* **Data excerpts**:
* * * * * * * * *
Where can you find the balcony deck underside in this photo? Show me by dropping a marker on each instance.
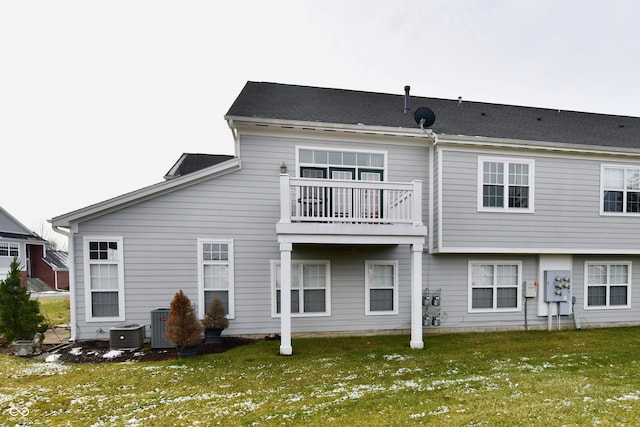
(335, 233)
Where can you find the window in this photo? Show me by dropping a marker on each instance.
* * * * * * * * *
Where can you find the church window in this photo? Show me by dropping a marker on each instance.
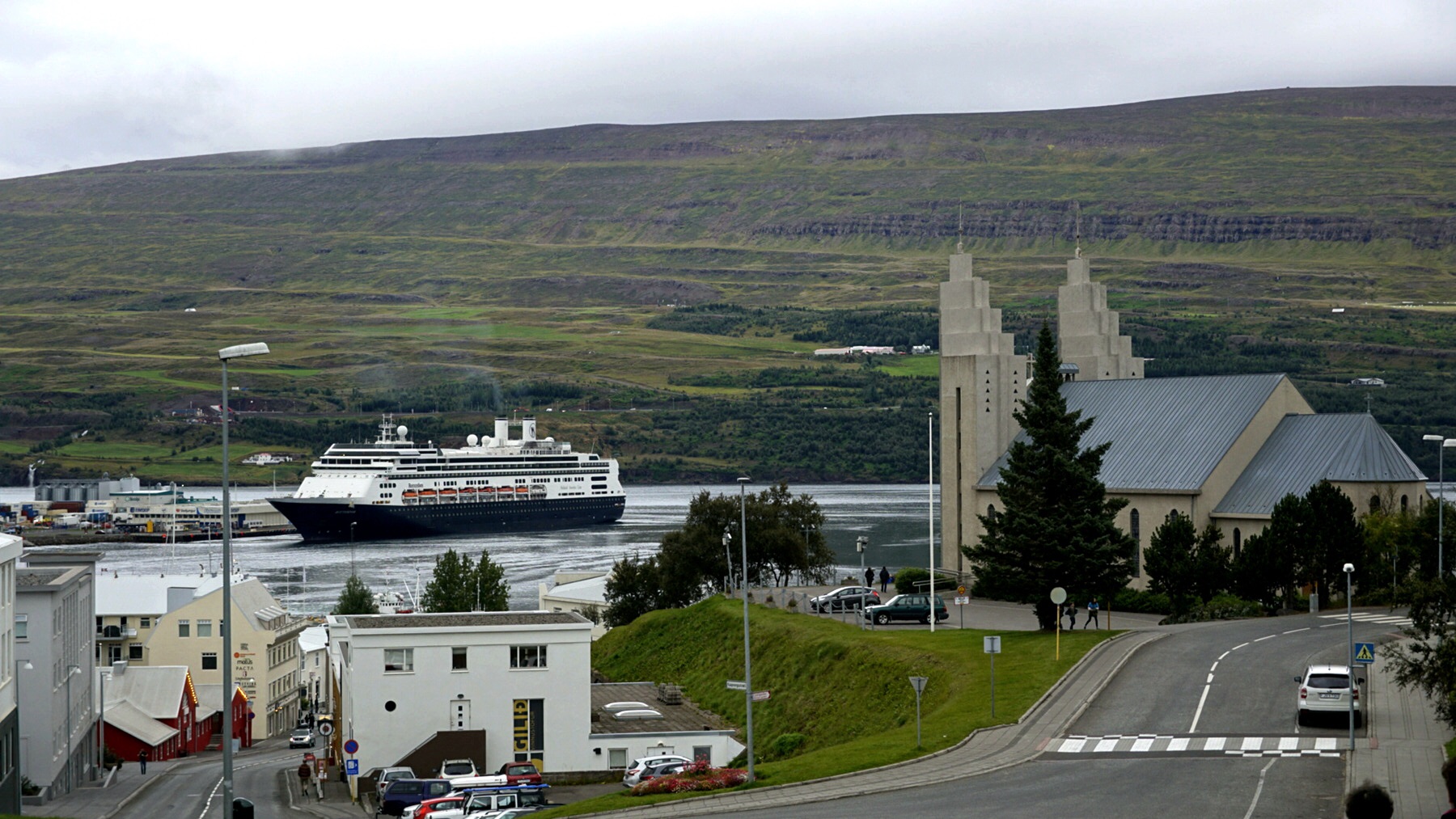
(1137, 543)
* * * * * * * * *
* **Instructions for the task**:
Give again the stretch of the entries above that begins at the line with "Where can you find the balcony" and ends at the line with "Where can you find the window", word for word, with no pictures.

* **Exercise result**:
Where can you find the balcony deck underside in this photo? Show me by dropping a marker on each instance.
(335, 233)
Where can you find the window in this photo? Show me by dropping a marker on each instance.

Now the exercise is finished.